[RECORDS FOR PROCESSING start]

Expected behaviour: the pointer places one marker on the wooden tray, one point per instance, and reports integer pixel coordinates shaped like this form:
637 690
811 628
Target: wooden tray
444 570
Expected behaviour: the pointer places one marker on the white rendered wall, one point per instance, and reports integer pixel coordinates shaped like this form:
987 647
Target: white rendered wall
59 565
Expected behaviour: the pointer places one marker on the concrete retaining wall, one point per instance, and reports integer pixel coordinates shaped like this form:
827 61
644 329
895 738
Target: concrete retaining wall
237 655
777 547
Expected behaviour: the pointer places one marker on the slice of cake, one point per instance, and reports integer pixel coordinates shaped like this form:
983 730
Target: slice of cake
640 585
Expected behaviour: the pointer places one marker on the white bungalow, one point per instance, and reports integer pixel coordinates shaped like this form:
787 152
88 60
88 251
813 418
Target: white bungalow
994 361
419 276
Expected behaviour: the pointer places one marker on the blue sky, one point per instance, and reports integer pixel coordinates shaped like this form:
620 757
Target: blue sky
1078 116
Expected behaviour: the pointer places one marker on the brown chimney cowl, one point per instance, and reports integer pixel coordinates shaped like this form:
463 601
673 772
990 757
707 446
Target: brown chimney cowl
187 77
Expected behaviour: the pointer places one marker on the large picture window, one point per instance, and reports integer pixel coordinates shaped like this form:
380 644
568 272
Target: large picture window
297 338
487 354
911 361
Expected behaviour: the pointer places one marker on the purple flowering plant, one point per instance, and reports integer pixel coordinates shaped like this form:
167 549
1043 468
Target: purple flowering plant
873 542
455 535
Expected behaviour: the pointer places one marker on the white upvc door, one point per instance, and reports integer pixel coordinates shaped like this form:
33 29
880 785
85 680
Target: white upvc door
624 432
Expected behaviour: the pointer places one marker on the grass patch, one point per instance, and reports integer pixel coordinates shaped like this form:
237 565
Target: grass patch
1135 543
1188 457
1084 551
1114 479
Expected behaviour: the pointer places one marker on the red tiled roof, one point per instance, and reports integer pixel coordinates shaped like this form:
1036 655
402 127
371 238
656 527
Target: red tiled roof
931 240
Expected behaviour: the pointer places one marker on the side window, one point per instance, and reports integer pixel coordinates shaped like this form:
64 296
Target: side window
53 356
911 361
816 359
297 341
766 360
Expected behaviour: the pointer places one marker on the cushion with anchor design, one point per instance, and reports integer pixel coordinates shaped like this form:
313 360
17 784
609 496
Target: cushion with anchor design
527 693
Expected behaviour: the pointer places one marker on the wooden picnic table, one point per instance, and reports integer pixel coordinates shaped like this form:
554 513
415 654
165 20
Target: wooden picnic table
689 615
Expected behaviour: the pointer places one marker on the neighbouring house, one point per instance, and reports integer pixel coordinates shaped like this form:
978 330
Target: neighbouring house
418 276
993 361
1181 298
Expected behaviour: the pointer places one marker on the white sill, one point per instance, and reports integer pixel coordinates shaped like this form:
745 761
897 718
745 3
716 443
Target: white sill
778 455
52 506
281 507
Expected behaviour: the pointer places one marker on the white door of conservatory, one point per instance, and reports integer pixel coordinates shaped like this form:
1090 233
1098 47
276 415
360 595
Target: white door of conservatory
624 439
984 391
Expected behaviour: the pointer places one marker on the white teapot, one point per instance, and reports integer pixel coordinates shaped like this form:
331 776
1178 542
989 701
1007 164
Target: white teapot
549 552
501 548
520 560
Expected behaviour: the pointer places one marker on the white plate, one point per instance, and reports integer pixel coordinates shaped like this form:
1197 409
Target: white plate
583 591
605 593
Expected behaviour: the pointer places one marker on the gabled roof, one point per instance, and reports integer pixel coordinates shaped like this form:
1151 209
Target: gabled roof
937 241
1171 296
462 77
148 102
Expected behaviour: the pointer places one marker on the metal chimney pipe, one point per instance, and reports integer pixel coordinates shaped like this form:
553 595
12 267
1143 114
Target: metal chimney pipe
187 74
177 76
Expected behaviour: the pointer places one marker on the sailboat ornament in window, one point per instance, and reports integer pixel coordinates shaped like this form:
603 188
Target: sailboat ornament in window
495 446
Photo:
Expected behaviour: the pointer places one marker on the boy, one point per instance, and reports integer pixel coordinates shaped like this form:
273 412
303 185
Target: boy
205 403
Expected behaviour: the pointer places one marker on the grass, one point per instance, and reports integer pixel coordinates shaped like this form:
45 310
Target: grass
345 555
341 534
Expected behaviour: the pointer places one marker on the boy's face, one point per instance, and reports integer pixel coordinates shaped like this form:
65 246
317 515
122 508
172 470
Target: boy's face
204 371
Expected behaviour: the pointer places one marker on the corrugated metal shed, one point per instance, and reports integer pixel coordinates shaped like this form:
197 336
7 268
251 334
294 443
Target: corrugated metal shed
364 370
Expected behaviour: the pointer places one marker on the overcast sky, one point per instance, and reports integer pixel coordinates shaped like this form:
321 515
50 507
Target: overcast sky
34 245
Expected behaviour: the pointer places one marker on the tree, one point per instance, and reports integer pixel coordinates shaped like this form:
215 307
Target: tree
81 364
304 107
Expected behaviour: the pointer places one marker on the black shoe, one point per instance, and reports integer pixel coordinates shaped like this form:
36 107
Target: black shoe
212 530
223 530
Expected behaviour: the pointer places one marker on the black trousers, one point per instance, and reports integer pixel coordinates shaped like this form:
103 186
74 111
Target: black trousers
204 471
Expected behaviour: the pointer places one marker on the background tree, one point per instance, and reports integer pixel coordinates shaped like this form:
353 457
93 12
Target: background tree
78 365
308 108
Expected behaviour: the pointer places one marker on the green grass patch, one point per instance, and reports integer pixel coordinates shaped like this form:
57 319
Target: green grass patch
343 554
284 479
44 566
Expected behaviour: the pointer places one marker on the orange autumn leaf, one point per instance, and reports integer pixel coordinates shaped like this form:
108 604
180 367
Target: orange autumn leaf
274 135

[RECORDS FOR PROCESSING end]

## STATED TASK
Retype all of the entries precisely as they are.

## EXERCISE SOLUTION
Expected behaviour: the pointer places one marker on the wooden tray, one point per instance, and reports integer pixel coordinates shaped like this form:
637 690
811 628
Target: wooden tray
444 570
Expected behaviour: the pointer places one marker on the white rendered wall, one point per instance, and reports integer pixel coordinates shaped like this form:
987 647
Target: white rendered wall
59 565
Expected behaviour: the pointer places one marker on the concrete retaining wall, one point per instance, and reports integer pixel coordinates shaped like this form:
827 61
644 329
895 738
Target: concrete retaining wall
237 655
777 547
Expected behaviour: the pointer places one marker on the slice of cake, one point per instance, and reports integer pixel coordinates shaped like this form:
983 730
Target: slice of cake
640 585
Expected behaviour: the pointer places one marker on the white bungalow, one point per instance, and reports integer pixel coordinates shaped like this form:
787 152
88 60
88 251
813 418
Target: white bungalow
994 361
419 276
Expected behaviour: the pointer places one marker on the blue sky, one point per instance, and reports integer pixel coordinates shaped like this form:
620 757
Target: blue sky
1078 116
Expected behaviour: the pointer places one marker on the brown chimney cowl, one point per instance, and reports integer pixel coordinates shaped like this form:
463 601
673 772
990 757
707 446
Target: brown chimney cowl
187 77
Expected behaviour: the pointer places one marker on the large picture window, one point per instance, and reports integer pixel coordinates shaped like this form:
380 644
568 272
Target: large picture window
297 338
487 354
911 361
Expected behaviour: the pointer places one marker on the purple flowering plant, one point per instance, and reports integer pixel coordinates shaped like this form:
167 549
1043 468
Target: purple flowering plant
873 542
455 535
Expected behaviour: the pointer places one marker on the white upvc door, one point per instance, and reports integer pixel coordinates shaped like this form:
33 29
880 785
85 680
Target: white upvc door
624 432
Expected behaviour: the pointer places one marker on the grass patch, one point per instance, and reports integer pixel coordinates shaped like this form:
237 565
Target: grass patch
1135 543
1188 457
1084 551
1114 479
Expected behaviour: the pointer places one marker on the red tiled roof, one point per instance, and reports integer pixel coordinates shaped like this form:
1036 655
402 127
371 238
656 527
Target: red tiled roof
931 240
Expected behaviour: the pointer places one marker on the side window, one point per instance, and reports integer pixel coordinates shaped like this form:
64 296
Target: side window
53 356
911 361
816 359
297 341
766 360
Expected behaviour: the pointer places one marker on the cushion with anchor design, one point per instance, and reports integer pixel coordinates shaped like this form:
313 360
17 784
609 496
Target: cushion with anchor design
527 693
Expected behaviour: the pointer places one marker on the wooden picnic table, one point per instance, and reports integer pixel coordinates shaped like this form:
554 513
415 654
165 20
Target: wooden picnic table
689 615
Expected behaviour: the pointer places one marker on the neighbouring house, one point per instance, and reports integer pixel coordinates shaped like this form:
978 330
Target: neighbouring house
418 276
993 361
1181 298
Expected behaviour: the pointer places one marker on the white sill, one point per instance, and reports integer pixel coordinates shaped like this form:
745 761
897 718
745 3
716 443
Target: white sill
778 455
52 506
281 507
Expected behaviour: the pointer places one marker on the white door of conservatory, one point per instance, and reports integer pixel coordinates shaped like this form:
1090 233
1098 47
276 415
360 595
Target: white door of conservatory
624 439
984 391
Expected behaviour: the pointer places one marker on the white teapot, one point per instance, and reports integer pixel coordinates shaped like this form:
331 776
1178 542
989 701
1007 164
Target: white teapot
549 552
501 548
520 560
Expected behaviour: the pointer places one marker on the white plate, one point per instance, and reports integer pixel coordinates shaped like this form:
1197 409
Target: white plate
583 591
605 593
Expected behaviour: the pointer places one marker on the gabled roof, one point per instance, and reports integer pixel coordinates shaped like this form:
1151 209
Target: gabled roof
937 241
1171 296
462 77
148 102
Expected behaviour: the pointer places one marker on the metal chimney pipe, one point per instance, and reports integer pixel coordinates shaped like this form:
553 595
12 267
1143 114
Target: metal chimney pipe
187 74
177 76
Expected behaviour: the pointer places one marker on the sailboat ornament in window, one point per instance, and reports integer pixel coordinates shaped like this form:
603 188
Target: sailboat ornament in window
495 446
Photo:
Expected behaviour: the pointer places one marker on the boy, one point per instance, and reports integer pixel coordinates shaped like this form:
273 412
303 185
Target: boy
205 403
Expected behaviour: the pointer places one marker on the grass, one point per instance, and reports integer pixel coordinates shaped like this form:
45 310
Target: grass
345 555
341 534
Expected behaviour: the pointer places one marker on the boy's face, one point per instance, and reports integer pixel coordinates shaped like this form:
65 246
317 515
122 508
172 470
Target: boy's face
204 371
Expected behaviour: the pointer places one marker on the corrugated metal shed, one point per instance, and reports integer pixel coordinates shaped like this form:
197 336
7 268
251 334
294 443
Target: corrugated metal shed
364 370
Expected behaviour: the pointer places one marker on the overcast sky, one point per instance, and reports integer pixel coordinates shaped like this form:
321 515
50 507
Target: overcast sky
34 245
Expected behaviour: the pointer places one marker on the tree, one point per instance, and reports integer pixel coordinates shaped like this form:
215 307
Target: tree
81 364
304 107
Expected behaviour: the pointer places one marker on the black shoe, one point per instance, and reports integer pixel coordinates shaped like this form:
36 107
Target: black shoe
212 530
223 530
Expected behaviour: the pointer places one marker on the black trousers, one point per instance, and reports integer pixel coordinates shaped like this form:
103 186
74 111
Target: black trousers
204 471
Expected behaviour: the pointer places one marker on the background tree, one point per instance, and reports integer pixel coordinates shaped like this form:
353 457
93 12
Target: background tree
78 365
308 108
Expected behaviour: the pointer places one marker on the green grass patch, one point per instance, and reports integer pixel coordinates shaped like this form:
57 319
Target: green grass patch
343 554
284 479
44 566
Expected behaviour: the pointer places one marker on the orange autumn leaf, one point per instance, and reports integer pixel coordinates shaped like this form:
108 604
180 367
Target: orange autumn leaf
274 135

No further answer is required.